- _RECORDED DATA_:
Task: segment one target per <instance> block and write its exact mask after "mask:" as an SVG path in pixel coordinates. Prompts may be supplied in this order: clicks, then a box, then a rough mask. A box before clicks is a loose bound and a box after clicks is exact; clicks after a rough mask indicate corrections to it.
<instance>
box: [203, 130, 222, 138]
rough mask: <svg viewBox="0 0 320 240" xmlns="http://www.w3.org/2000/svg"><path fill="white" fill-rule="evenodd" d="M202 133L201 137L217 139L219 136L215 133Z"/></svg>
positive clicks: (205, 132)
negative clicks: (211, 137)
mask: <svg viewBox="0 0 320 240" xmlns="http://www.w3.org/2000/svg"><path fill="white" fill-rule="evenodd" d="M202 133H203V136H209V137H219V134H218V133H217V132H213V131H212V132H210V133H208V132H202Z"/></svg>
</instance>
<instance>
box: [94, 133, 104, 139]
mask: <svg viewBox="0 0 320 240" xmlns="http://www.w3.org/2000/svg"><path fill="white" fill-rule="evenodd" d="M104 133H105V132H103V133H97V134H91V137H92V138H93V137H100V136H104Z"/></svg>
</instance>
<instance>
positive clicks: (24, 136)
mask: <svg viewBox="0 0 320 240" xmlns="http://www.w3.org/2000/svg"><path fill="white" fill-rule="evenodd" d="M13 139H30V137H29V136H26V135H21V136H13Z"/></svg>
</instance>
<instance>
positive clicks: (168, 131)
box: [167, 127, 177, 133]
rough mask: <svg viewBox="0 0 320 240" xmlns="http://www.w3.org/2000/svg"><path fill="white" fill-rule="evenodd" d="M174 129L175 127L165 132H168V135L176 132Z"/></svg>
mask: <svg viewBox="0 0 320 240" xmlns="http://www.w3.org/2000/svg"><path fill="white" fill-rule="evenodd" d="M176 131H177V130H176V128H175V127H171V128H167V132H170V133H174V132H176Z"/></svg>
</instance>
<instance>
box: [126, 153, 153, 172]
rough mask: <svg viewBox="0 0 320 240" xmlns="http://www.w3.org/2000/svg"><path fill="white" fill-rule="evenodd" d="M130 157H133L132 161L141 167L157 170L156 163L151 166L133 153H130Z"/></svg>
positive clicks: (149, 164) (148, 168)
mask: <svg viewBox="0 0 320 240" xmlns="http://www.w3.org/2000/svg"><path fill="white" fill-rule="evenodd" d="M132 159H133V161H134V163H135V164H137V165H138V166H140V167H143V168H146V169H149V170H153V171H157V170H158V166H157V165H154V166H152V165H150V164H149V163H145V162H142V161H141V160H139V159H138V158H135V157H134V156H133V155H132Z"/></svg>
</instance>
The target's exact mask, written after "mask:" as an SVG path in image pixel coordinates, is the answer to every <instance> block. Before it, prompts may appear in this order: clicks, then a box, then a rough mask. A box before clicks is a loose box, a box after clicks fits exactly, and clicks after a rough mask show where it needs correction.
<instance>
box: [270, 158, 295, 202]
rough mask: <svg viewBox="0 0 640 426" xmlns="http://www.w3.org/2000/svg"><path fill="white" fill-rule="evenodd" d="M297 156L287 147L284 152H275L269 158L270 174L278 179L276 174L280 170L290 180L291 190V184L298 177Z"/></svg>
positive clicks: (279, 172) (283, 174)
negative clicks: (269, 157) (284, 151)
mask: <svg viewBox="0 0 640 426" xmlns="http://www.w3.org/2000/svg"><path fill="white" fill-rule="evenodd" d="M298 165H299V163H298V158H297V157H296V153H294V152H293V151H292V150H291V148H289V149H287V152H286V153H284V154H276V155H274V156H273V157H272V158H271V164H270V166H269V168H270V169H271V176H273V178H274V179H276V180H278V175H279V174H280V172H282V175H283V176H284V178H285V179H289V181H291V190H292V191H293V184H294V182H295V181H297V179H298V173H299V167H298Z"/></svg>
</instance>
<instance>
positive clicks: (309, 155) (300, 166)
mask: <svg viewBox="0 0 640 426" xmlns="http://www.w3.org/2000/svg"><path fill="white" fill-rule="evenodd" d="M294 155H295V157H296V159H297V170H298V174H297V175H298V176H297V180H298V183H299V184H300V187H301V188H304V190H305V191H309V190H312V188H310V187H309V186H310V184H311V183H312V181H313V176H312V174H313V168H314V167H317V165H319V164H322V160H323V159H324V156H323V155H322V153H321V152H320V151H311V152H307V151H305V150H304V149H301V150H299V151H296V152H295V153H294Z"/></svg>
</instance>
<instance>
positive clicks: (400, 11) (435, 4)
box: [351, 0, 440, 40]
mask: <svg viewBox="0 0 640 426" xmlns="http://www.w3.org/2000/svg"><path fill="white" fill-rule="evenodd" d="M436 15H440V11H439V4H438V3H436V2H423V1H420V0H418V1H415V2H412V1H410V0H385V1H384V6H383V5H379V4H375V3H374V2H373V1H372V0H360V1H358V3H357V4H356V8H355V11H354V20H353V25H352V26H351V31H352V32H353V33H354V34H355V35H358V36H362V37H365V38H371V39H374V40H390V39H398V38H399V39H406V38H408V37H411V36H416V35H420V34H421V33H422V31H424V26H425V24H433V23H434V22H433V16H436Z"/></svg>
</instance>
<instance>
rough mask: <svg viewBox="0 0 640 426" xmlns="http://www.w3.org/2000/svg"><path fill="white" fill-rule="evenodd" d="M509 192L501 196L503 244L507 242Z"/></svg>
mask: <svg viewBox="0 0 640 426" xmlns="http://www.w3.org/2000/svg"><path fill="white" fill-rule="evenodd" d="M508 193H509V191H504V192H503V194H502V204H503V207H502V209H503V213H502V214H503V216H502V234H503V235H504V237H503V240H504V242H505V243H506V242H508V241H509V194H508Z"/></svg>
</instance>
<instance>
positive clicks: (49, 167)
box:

- _WRITTEN TASK_:
Reproduce all the data word for word.

- _RESULT_:
Task: segment one target per <instance> block and write its exact mask after "mask:" as an SVG path in pixel coordinates. Prompts may be supplied in this order: clicks, then a box, then a rough mask. A box before clicks is a loose bound and a box after clicks is exact; clicks after a rough mask indicate corrections to it.
<instance>
box: [203, 130, 222, 138]
rough mask: <svg viewBox="0 0 320 240" xmlns="http://www.w3.org/2000/svg"><path fill="white" fill-rule="evenodd" d="M202 133L201 137L217 139L219 136L215 133Z"/></svg>
positive clicks: (205, 132)
negative clicks: (211, 137)
mask: <svg viewBox="0 0 320 240" xmlns="http://www.w3.org/2000/svg"><path fill="white" fill-rule="evenodd" d="M202 133H203V136H209V137H219V134H218V133H217V132H213V131H212V132H210V133H208V132H202Z"/></svg>
</instance>
<instance>
box: [94, 133, 104, 139]
mask: <svg viewBox="0 0 320 240" xmlns="http://www.w3.org/2000/svg"><path fill="white" fill-rule="evenodd" d="M104 133H105V132H103V133H97V134H91V137H92V138H93V137H100V136H104Z"/></svg>
</instance>
<instance>
positive clicks: (24, 136)
mask: <svg viewBox="0 0 320 240" xmlns="http://www.w3.org/2000/svg"><path fill="white" fill-rule="evenodd" d="M13 139H30V137H29V136H26V135H21V136H13Z"/></svg>
</instance>
<instance>
positive clicks: (168, 131)
box: [167, 127, 177, 133]
rough mask: <svg viewBox="0 0 320 240" xmlns="http://www.w3.org/2000/svg"><path fill="white" fill-rule="evenodd" d="M174 129L175 127L165 132H168V135L176 132Z"/></svg>
mask: <svg viewBox="0 0 320 240" xmlns="http://www.w3.org/2000/svg"><path fill="white" fill-rule="evenodd" d="M176 131H177V130H176V128H175V127H171V128H167V132H170V133H174V132H176Z"/></svg>
</instance>
<instance>
box: [126, 153, 153, 172]
rough mask: <svg viewBox="0 0 320 240" xmlns="http://www.w3.org/2000/svg"><path fill="white" fill-rule="evenodd" d="M130 157H133L132 161L141 167L157 170L156 163L151 166L133 153H130Z"/></svg>
positive clicks: (149, 164) (148, 168)
mask: <svg viewBox="0 0 320 240" xmlns="http://www.w3.org/2000/svg"><path fill="white" fill-rule="evenodd" d="M132 159H133V161H134V163H135V164H137V165H138V166H140V167H143V168H146V169H149V170H153V171H157V170H158V166H157V165H154V166H152V165H150V164H149V163H145V162H142V161H141V160H139V159H138V158H135V157H134V156H133V155H132Z"/></svg>
</instance>
The target's exact mask, written after "mask:" as an SVG path in image pixel coordinates, is the answer to every <instance> block. Before it, prompts may appear in this order: clicks, then a box, then a rough mask. A box before clicks is a loose box, a box after clicks fits exactly, and clicks after a rough mask show where it needs correction.
<instance>
box: [270, 158, 295, 202]
rough mask: <svg viewBox="0 0 640 426" xmlns="http://www.w3.org/2000/svg"><path fill="white" fill-rule="evenodd" d="M297 156L287 147L284 152H275L269 158L270 174L278 179L276 174L280 170L290 180L291 190V184L298 177Z"/></svg>
positive clicks: (279, 172) (283, 174)
negative clicks: (269, 157) (284, 151)
mask: <svg viewBox="0 0 640 426" xmlns="http://www.w3.org/2000/svg"><path fill="white" fill-rule="evenodd" d="M298 165H299V163H298V158H297V157H296V153H294V152H293V151H292V150H291V148H289V149H287V152H286V153H284V154H276V155H274V156H273V157H272V158H271V164H270V166H269V168H270V169H271V176H273V178H274V179H276V180H278V175H279V174H280V172H282V175H283V176H284V178H285V179H289V181H291V190H292V191H293V184H294V182H295V181H297V179H298V173H299V167H298Z"/></svg>
</instance>
<instance>
positive clicks: (309, 155) (300, 166)
mask: <svg viewBox="0 0 640 426" xmlns="http://www.w3.org/2000/svg"><path fill="white" fill-rule="evenodd" d="M294 155H295V157H296V159H297V170H298V174H297V175H298V176H297V180H298V183H299V184H300V187H301V188H304V190H305V191H309V190H312V188H310V187H309V186H310V184H311V183H312V181H313V176H312V174H313V168H314V167H317V165H319V164H322V160H323V159H324V156H323V155H322V153H321V152H320V151H311V152H307V151H305V150H304V149H301V150H299V151H296V152H295V153H294Z"/></svg>
</instance>
<instance>
positive clicks: (400, 11) (435, 4)
box: [351, 0, 440, 40]
mask: <svg viewBox="0 0 640 426" xmlns="http://www.w3.org/2000/svg"><path fill="white" fill-rule="evenodd" d="M436 15H440V11H439V4H438V3H436V2H423V1H420V0H418V1H415V2H412V1H410V0H385V1H384V6H383V5H379V4H375V3H374V2H373V1H372V0H360V1H358V3H357V4H356V8H355V11H354V20H353V25H352V26H351V31H352V32H353V33H354V34H355V35H358V36H362V37H365V38H371V39H374V40H390V39H398V38H399V39H406V38H408V37H411V36H416V35H420V34H421V33H422V31H424V26H425V24H433V23H434V22H433V16H436Z"/></svg>
</instance>
<instance>
rough mask: <svg viewBox="0 0 640 426" xmlns="http://www.w3.org/2000/svg"><path fill="white" fill-rule="evenodd" d="M509 192L501 196L503 244L507 242Z"/></svg>
mask: <svg viewBox="0 0 640 426" xmlns="http://www.w3.org/2000/svg"><path fill="white" fill-rule="evenodd" d="M508 193H509V191H504V192H503V194H502V204H503V207H502V209H503V213H502V214H503V216H502V234H503V235H504V237H503V240H504V242H505V243H506V242H508V241H509V194H508Z"/></svg>
</instance>
<instance>
positive clicks: (49, 167)
box:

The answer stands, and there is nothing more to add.